• [Do this] Format every line of the entries below as a JSON list of strings, one string per line, leaving out blank lines.
'''
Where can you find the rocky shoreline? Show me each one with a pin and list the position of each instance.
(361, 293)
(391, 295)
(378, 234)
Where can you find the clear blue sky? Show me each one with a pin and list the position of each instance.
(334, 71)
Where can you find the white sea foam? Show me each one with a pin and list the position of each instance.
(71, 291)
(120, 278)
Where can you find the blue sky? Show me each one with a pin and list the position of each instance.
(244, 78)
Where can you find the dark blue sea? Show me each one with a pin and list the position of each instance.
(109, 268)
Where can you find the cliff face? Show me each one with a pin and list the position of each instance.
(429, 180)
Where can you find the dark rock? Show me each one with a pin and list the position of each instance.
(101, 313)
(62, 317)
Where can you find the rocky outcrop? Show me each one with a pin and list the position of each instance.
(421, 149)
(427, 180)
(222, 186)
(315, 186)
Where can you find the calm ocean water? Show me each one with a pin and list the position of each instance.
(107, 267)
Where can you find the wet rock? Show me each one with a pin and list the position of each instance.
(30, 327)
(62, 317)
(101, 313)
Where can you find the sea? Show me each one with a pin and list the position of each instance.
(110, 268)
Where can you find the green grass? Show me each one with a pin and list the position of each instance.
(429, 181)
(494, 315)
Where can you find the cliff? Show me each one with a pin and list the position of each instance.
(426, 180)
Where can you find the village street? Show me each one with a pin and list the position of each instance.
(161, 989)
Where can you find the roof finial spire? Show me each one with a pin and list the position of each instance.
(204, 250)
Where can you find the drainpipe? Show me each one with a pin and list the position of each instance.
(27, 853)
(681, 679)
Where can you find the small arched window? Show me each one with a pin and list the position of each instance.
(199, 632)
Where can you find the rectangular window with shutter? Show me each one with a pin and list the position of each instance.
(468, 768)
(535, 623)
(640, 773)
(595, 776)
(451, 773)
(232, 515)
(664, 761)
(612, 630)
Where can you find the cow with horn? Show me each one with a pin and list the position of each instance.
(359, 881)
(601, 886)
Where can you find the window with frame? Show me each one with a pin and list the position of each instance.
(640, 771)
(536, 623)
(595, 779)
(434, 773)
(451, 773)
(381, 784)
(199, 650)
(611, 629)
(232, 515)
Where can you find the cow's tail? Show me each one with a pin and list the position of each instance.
'''
• [Right answer]
[
  "Where can you find the rocky shoreline? Show me each one with a pin and list the position of each instance.",
  "(361, 293)",
  "(391, 295)",
  "(378, 234)",
  "Where can you find the clear blue sky? Show me each one with a pin and list the position of each instance.",
  "(334, 71)",
  "Where can you find the white sea foam? Show me each one with a pin and list the position of each instance.",
  "(71, 291)",
  "(120, 278)",
  "Where can you find the blue sky? Show me each one with a pin and list the position of each instance.",
  "(244, 78)",
  "Where can you find the dark blue sea? Show me each one with a pin and list the position of each instance.",
  "(109, 268)",
  "Where can you find the cliff face? Show me each one with a pin and list the position of each instance.",
  "(429, 180)",
  "Where can you find the dark rock? Show me each one with a pin and list the position of each instance.",
  "(101, 313)",
  "(62, 317)",
  "Where can you find the rocky outcrop? Show me each one with a pin and list the position of each instance.",
  "(421, 149)",
  "(427, 180)",
  "(222, 186)",
  "(315, 186)",
  "Where can you find the calm ocean water? Show me each one with a pin and list the position of each instance.",
  "(107, 267)",
  "Where can you find the wet rock? Show me each one with a pin and list the position of each instance.",
  "(30, 327)",
  "(62, 317)",
  "(101, 313)",
  "Where can you find the sea? Show me each one with a pin and list the position of each instance.",
  "(110, 268)",
  "Where can you find the green grass? Show me each one with a pin and list the position of each instance.",
  "(429, 181)",
  "(494, 315)",
  "Where can you find the cliff? Show me each one with a pin and list the position of each instance.",
  "(426, 180)",
  "Where can you find the village street? Show me each one with a pin and list the position of each instance.",
  "(161, 989)",
  "Where can you find the roof finial spire? Show me each one with a pin and list the position of each instance.",
  "(204, 250)",
  "Where can you find the drainpipe? Show me each one with a pin and list the position of each instance.",
  "(27, 853)",
  "(681, 679)",
  "Where can you find the small arched window? Show me each one with a pin and list the position of each instance.",
  "(199, 632)",
  "Where can you find the rectangular window with shutter? Show me each one with a pin and list the position of each instance.",
  "(468, 768)",
  "(535, 623)",
  "(640, 773)",
  "(595, 776)",
  "(451, 773)",
  "(232, 515)",
  "(664, 761)",
  "(612, 630)",
  "Where can you find the cow with horn? Show me each one with a pin and list the position of each instance.",
  "(359, 881)",
  "(601, 886)",
  "Where can you find the window with frame? Show me each one with a pin and list the position of each instance.",
  "(640, 771)",
  "(536, 623)",
  "(595, 779)",
  "(434, 773)",
  "(451, 773)",
  "(381, 784)",
  "(199, 650)",
  "(611, 629)",
  "(232, 515)",
  "Where can you find the cow's tail? Show me each one with a pin and list the position of each instance."
]